> TESTO DA LEGGERE:
-*-*-
La norma sancisce la sdemanializzazione di larga parte del Porto Vecchio.
Nella misura in cui ciò comporta la presa d’atto della definitiva estinzione della funzione specificatamente portuale di quel sito, la norma prevede perciò modalità di trasferimento di un regime istituito in funzione dell’attività portuale, il punto franco, a siti destinati oggi e in futuro ad esercitare quella funzione.
Poiché non ci sono molte vie di mezzo per un sito comunque urbano tra l’essere destinato a porto o entrare a far parte di un disegno e di una programmazione strategica della città (salvo l’abbandono e il degrado che ha vissuto da molti anni), proprietà e competenze del sito sdemanializzato vengono trasferite al soggetto che per definizione e funzioni è espressione della comunità locale, il Comune.
-*-*-
(Voci da una raccolta di dati)
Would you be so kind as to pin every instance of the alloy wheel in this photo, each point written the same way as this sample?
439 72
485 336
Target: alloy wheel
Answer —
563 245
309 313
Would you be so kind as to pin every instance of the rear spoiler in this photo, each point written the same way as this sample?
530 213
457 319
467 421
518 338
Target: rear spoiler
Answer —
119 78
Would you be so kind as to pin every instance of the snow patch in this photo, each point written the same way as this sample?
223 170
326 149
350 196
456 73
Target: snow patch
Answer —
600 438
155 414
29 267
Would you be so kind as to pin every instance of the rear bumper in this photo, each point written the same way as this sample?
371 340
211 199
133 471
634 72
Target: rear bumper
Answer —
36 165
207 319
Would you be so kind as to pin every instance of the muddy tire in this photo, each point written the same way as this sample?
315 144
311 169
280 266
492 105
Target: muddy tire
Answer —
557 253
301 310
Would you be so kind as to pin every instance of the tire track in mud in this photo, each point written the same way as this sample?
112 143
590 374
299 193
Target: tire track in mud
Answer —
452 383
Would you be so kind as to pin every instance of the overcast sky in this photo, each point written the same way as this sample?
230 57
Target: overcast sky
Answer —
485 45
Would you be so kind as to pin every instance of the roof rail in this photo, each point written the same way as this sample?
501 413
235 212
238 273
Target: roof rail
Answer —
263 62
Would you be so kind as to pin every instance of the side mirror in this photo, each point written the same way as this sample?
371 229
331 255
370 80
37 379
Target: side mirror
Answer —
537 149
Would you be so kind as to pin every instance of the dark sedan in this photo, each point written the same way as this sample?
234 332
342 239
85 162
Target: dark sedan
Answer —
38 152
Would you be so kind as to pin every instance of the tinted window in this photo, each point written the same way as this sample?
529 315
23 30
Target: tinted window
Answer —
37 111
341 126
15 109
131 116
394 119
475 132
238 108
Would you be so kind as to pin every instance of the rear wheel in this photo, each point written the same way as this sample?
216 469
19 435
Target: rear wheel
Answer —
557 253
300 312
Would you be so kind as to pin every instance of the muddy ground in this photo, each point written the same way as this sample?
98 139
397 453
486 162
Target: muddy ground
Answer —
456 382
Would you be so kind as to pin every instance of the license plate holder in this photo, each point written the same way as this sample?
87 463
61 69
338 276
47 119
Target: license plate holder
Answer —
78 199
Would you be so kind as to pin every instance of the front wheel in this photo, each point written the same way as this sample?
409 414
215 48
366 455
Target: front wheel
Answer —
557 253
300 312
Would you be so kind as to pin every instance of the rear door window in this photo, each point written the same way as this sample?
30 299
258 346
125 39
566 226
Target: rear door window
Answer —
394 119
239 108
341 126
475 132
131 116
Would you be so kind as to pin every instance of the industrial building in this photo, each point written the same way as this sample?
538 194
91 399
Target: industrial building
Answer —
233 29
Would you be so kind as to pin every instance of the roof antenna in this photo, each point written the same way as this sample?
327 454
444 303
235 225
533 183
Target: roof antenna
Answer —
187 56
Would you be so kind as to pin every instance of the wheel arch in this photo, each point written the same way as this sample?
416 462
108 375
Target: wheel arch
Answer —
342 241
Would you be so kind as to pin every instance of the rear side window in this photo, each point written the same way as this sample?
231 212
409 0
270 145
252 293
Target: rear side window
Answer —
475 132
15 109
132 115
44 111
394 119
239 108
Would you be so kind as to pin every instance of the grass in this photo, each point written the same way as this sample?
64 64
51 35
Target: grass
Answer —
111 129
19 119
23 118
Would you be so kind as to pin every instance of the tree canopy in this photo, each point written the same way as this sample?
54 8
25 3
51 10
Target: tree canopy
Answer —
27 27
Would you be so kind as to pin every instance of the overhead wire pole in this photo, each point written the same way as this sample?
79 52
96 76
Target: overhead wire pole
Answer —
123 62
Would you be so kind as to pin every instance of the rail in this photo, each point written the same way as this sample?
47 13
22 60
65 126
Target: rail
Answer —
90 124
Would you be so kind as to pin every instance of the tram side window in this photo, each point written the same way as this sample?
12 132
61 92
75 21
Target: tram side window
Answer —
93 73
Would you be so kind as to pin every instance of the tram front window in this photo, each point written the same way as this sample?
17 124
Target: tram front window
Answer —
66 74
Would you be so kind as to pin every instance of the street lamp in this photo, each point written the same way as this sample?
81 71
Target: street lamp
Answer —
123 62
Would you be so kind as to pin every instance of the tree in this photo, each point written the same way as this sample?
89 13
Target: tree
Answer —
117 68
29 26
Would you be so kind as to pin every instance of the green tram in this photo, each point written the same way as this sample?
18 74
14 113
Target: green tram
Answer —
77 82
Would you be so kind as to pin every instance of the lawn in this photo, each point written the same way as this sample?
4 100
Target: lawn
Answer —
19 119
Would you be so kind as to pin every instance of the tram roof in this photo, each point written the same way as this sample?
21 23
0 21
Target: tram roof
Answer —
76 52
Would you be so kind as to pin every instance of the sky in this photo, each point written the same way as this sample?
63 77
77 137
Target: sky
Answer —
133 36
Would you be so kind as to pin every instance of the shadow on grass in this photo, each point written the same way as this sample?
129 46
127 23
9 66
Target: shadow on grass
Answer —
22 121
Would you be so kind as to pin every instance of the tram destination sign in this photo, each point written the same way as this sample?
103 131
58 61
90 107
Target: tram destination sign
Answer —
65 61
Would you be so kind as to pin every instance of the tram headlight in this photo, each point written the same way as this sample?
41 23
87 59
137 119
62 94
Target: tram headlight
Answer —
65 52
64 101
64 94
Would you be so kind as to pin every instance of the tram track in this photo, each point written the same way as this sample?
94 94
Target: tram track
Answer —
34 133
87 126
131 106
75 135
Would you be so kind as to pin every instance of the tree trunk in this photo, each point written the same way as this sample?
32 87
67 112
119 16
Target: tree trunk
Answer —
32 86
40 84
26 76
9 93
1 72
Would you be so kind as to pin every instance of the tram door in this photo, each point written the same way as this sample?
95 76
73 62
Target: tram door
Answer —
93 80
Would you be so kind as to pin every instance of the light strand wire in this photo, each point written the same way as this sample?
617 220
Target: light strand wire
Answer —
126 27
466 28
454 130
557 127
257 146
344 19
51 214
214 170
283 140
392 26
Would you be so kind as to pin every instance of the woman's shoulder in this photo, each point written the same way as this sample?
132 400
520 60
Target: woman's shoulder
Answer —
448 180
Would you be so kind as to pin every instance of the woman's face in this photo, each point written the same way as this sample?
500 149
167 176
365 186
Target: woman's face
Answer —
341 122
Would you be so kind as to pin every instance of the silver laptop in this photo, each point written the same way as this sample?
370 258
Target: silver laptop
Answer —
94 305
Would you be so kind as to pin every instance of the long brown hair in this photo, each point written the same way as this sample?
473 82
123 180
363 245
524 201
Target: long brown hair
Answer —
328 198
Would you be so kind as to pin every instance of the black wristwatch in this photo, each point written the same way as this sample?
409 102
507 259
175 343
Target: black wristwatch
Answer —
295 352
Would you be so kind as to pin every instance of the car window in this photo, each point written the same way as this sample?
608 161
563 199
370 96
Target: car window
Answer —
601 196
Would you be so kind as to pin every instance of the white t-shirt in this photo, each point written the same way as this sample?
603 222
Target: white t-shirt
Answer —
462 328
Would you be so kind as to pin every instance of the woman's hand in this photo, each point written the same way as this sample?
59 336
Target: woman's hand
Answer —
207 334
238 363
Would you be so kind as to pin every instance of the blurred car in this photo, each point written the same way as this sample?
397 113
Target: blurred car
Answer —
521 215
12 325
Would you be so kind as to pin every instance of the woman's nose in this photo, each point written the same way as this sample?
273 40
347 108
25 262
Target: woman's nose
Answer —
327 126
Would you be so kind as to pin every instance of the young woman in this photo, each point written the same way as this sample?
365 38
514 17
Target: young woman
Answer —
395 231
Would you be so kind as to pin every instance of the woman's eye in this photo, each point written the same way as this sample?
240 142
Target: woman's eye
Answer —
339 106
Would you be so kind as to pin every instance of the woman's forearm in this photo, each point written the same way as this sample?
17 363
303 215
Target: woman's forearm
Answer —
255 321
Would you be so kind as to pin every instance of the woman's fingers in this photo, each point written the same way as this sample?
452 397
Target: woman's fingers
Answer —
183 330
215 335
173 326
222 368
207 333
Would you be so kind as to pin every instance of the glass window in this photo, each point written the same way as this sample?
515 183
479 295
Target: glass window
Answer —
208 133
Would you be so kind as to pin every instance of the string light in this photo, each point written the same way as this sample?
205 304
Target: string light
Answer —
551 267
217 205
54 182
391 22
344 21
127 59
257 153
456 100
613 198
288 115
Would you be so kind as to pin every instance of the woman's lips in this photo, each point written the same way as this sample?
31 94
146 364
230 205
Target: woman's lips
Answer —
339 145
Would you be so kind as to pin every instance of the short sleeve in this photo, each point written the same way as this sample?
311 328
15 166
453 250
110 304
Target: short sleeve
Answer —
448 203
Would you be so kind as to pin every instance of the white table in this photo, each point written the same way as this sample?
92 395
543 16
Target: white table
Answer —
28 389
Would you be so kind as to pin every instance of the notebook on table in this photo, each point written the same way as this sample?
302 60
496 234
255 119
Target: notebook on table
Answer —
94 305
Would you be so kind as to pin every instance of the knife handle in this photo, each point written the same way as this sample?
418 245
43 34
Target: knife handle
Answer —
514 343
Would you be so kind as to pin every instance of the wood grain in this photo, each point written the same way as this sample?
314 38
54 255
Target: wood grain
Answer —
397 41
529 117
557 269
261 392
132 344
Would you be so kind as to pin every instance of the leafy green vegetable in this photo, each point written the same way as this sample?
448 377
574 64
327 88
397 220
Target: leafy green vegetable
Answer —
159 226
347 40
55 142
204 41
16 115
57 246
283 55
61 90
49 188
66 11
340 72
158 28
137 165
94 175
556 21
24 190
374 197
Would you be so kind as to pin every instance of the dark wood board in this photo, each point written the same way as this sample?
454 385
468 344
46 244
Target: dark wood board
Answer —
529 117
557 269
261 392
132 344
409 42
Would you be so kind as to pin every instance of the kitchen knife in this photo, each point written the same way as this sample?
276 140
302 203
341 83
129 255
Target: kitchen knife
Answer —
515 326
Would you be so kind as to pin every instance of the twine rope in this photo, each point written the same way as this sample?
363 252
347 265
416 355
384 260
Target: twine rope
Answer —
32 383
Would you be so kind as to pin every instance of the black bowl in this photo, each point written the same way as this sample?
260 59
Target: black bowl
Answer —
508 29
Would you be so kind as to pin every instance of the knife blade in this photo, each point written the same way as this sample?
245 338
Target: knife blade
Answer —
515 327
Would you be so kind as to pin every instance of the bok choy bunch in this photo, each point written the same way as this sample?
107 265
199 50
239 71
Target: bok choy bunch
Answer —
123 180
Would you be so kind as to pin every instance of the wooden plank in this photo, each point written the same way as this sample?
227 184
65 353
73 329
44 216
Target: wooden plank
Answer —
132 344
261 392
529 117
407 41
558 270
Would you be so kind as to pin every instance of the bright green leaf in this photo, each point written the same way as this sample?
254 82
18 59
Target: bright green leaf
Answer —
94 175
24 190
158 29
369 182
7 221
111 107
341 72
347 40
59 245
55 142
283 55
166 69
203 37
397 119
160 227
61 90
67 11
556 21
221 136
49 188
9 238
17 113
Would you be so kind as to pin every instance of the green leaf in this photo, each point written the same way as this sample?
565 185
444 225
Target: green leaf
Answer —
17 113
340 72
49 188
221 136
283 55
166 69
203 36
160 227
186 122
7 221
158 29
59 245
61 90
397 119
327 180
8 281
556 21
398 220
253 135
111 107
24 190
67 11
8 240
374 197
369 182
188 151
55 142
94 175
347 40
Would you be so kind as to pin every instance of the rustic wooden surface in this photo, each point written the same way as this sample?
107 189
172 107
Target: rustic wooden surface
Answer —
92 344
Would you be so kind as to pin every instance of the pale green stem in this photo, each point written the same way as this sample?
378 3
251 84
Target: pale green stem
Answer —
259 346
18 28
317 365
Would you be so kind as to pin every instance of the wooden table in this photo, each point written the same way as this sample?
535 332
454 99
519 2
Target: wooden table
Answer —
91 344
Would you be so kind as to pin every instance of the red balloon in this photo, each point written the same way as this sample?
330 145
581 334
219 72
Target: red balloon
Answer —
-*-*-
> COMPLETA QUANTO SEGUE:
(A) Secondo il testo sul Porto Vecchio, a chi vengono trasferite proprietà e competenze del sito sdemanializzato?
(B) Trascrivi parola per parola il testo sul Porto Vecchio da "Poiché non ci" a "locale, il Comune.".

> RISPOSTE:
(A) Al Comune.

(B)
Poiché non ci sono molte vie di mezzo per un sito comunque urbano tra l’essere destinato a porto o entrare a far parte di un disegno e di una programmazione strategica della città (salvo l’abbandono e il degrado che ha vissuto da molti anni), proprietà e competenze del sito sdemanializzato vengono trasferite al soggetto che per definizione e funzioni è espressione della comunità locale, il Comune.